### Dataset extract
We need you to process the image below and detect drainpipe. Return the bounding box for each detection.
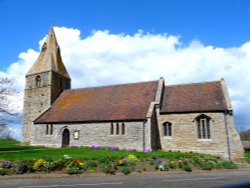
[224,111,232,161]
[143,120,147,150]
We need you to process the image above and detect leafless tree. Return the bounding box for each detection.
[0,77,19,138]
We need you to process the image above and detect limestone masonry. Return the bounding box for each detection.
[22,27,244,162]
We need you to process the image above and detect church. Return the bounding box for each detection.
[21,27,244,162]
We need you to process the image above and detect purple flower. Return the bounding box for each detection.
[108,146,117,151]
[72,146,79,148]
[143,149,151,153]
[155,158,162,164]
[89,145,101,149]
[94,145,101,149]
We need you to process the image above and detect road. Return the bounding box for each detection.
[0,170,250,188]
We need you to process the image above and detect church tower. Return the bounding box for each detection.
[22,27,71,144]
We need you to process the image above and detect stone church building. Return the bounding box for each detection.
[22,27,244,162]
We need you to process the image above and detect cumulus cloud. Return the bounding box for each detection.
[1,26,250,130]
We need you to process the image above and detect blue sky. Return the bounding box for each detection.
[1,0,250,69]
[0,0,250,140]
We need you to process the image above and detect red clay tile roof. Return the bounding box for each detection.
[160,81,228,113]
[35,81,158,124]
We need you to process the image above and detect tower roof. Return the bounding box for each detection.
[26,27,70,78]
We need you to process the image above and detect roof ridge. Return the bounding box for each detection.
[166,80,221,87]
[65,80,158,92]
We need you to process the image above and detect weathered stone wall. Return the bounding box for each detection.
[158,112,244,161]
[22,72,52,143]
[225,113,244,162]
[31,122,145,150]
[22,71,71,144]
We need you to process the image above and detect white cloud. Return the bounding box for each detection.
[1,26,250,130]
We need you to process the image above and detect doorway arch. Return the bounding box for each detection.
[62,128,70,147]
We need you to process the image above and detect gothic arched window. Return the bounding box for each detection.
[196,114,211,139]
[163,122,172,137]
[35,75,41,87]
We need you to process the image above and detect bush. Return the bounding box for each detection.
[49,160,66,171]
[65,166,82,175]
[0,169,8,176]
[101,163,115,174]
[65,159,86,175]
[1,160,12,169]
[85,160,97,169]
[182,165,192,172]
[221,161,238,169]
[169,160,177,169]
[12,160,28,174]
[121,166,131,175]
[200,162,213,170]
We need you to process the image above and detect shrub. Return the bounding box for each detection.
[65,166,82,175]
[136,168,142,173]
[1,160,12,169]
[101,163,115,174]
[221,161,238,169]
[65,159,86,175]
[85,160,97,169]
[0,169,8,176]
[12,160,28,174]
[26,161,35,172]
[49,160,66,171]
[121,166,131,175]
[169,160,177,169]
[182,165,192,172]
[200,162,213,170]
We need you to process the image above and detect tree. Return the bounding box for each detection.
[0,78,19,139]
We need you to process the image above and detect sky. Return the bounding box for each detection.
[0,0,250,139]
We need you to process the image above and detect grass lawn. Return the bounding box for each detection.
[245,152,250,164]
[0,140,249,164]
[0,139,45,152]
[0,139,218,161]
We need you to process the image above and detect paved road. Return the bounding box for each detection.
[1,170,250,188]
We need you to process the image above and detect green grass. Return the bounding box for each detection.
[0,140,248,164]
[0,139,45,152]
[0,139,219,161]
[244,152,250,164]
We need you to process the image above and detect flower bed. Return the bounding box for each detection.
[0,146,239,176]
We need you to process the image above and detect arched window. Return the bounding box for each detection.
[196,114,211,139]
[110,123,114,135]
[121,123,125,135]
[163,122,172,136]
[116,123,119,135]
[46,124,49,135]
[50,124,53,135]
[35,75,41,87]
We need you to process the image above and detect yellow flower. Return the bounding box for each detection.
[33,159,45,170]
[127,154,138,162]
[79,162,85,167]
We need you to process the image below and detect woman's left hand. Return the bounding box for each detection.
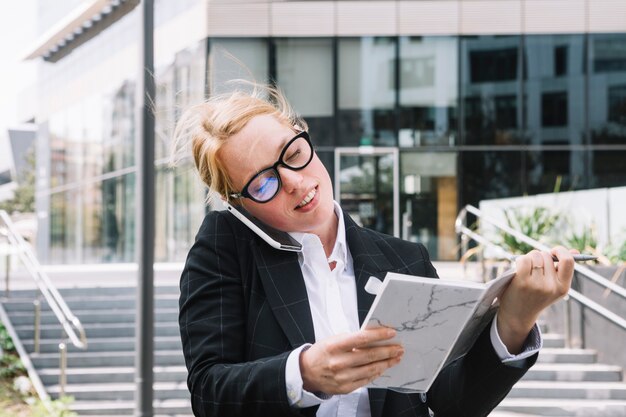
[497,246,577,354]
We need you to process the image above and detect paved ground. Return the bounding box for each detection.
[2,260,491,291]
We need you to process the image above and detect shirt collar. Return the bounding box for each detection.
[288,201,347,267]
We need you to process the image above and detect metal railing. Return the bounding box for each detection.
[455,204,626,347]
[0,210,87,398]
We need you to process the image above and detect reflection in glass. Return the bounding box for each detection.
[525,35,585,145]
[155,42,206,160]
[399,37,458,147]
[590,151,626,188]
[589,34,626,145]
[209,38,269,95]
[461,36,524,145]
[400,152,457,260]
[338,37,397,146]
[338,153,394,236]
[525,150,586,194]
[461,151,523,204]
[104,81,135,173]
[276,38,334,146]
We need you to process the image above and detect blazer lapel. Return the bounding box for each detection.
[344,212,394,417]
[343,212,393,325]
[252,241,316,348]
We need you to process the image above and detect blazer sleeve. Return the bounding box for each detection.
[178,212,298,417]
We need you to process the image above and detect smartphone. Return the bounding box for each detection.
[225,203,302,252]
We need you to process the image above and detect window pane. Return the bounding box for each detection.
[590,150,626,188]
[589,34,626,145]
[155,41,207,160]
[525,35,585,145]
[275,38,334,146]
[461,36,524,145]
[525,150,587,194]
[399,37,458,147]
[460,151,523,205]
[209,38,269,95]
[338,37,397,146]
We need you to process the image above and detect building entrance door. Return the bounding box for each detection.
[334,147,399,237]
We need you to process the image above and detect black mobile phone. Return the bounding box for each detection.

### Task statement
Your task is to return every entry exactly as it was written, with the pictures removed.

### Written response
We need you to process the image below and detect drainpipe. Return the bounding box for each detection.
[224,111,232,161]
[143,120,147,150]
We need you to process the image above and detect leafless tree. Return the bounding box for each detection.
[0,77,19,138]
We need you to process the image above and detect limestone masonry. Return the bounding box for each detection.
[22,27,244,162]
We need you to process the image above and detect church. Return the bounding box for each detection.
[21,27,244,162]
We need you to process the image above and detect purple flower. Return the bounding box for each detection.
[108,146,117,151]
[72,146,79,148]
[143,149,151,153]
[155,158,162,164]
[89,145,101,149]
[94,145,101,149]
We need you to process the image above and detect road. Return the bounding box for each detection.
[0,170,250,188]
We need you to process the image above and detect church tower. Return the bounding box for each detection.
[22,27,71,144]
We need you to process the image above and detect stone church building. Return the bounding box for each detection.
[22,27,244,162]
We need you to process the image above and detect cumulus cloud. Return the bounding box for each detection.
[1,26,250,130]
We need you to process the image above and detect blue sky. Return the bounding box for each detection.
[1,0,250,69]
[0,0,250,140]
We need you to process the image above and detect red clay tile roof. Return the bounding box for each detection.
[160,81,228,113]
[35,81,158,124]
We need you to process the image above and detect tower roof. Return the bounding box for each detection.
[26,27,70,78]
We need you to process the image above and detect roof ridge. Return the bounding box for each detection.
[166,80,221,87]
[65,80,158,92]
We need you to process the image above and detect weathered stone wall. Return the bounding box for each detection.
[158,112,244,161]
[22,72,52,143]
[225,113,244,162]
[31,122,145,150]
[22,71,71,144]
We need you to process the image above and detect white cloud. Return the bounding box for each detection.
[1,26,250,130]
We need you to process the image above and detect doorway arch. Return the bounding box for each detection.
[62,128,70,147]
We need you to process the image above and detect gothic arched window. Return the bounding box for each detection.
[196,114,211,139]
[163,122,172,137]
[35,75,41,87]
We need you to process the image above and detect bush. Return the bounding box for each detection.
[49,160,66,171]
[65,166,82,175]
[0,169,8,176]
[101,163,115,174]
[65,159,86,175]
[1,160,12,169]
[85,160,97,169]
[182,165,192,172]
[221,161,238,169]
[169,160,177,169]
[12,160,28,174]
[121,166,131,175]
[200,162,213,170]
We need you to process the image above and detect shrub. Return the bounding box for each detection.
[65,166,82,175]
[136,168,142,173]
[1,160,12,169]
[101,163,115,174]
[221,161,238,169]
[65,159,86,175]
[85,160,97,169]
[0,169,8,176]
[12,160,28,174]
[26,161,35,172]
[49,160,66,171]
[121,166,131,175]
[169,160,177,169]
[182,165,192,172]
[200,162,213,170]
We need you to process the image above and detect tree. Return the bounding box for each detection.
[0,78,19,139]
We need you to process the image above and detect sky. Return the bounding box for each detection.
[0,0,250,139]
We need you to process the image above and detect grass lawn. Return the bounding box for each detection.
[245,152,250,164]
[0,140,249,164]
[0,139,45,152]
[0,139,218,161]
We need you to process the image above and detect paved road. Return the bounding box for each detection.
[1,170,250,188]
We need you to process the image above and detect green grass. Return the bounding box for each detection.
[0,140,248,164]
[0,139,45,152]
[0,139,219,161]
[244,152,250,164]
We need you to process the image above and detect flower bed. Return the bounding box for each detection.
[0,146,239,176]
We need you to process the image above and detect arched window. Return the bounding box for each detection.
[196,114,211,139]
[110,123,114,135]
[121,123,125,135]
[163,122,172,136]
[116,123,119,135]
[46,124,49,135]
[50,124,53,135]
[35,75,41,87]
We need you to process the image above and detect yellow flower. Return the bounding box for each detection.
[33,159,45,170]
[127,154,138,162]
[79,162,85,167]
We need you to process the image below and detect woman's left hand. Return the bounding box for each detection.
[497,246,577,354]
We need you to process the image above and detect paved ground. Return the bounding box for each detection.
[2,260,491,291]
We need you to process the image above and detect shirt collar. Return the bounding box for each detection.
[288,201,347,267]
We need you to process the image above and detect metal railing. Return the bounding box for each detection.
[455,204,626,347]
[0,210,87,398]
We need you to process the image above and detect reflection in glass. Return the bounding box for each detection.
[525,35,585,145]
[155,42,206,160]
[399,37,458,147]
[590,151,626,188]
[589,34,626,145]
[209,38,269,95]
[461,36,524,145]
[400,152,457,260]
[338,37,397,146]
[338,153,394,236]
[525,150,586,194]
[461,151,523,204]
[104,81,135,173]
[276,38,334,146]
We need you to process the image above and detect blazer lapel. Return the bounding box for each detection.
[344,212,394,417]
[343,212,393,325]
[252,241,316,348]
We need you to process the image above and detect blazer sleeve. Return the bounding box for each detection.
[178,212,298,417]
We need you to process the image above and detect smartphone. Return the bounding box for each detection.
[225,203,302,252]
We need you to process the image above and detect window pane. Return the bounding box for each detection.
[590,150,626,188]
[589,34,626,145]
[155,41,207,160]
[525,35,585,145]
[275,38,334,146]
[461,36,524,145]
[525,150,587,194]
[399,37,458,147]
[460,151,523,205]
[209,38,269,95]
[338,37,397,146]
We need you to process the image above and detect building entrance door. Return the bounding box for each detection.
[334,147,399,237]
We need you to process the image above and detect black mobile phone. Return the bounding box for each detection.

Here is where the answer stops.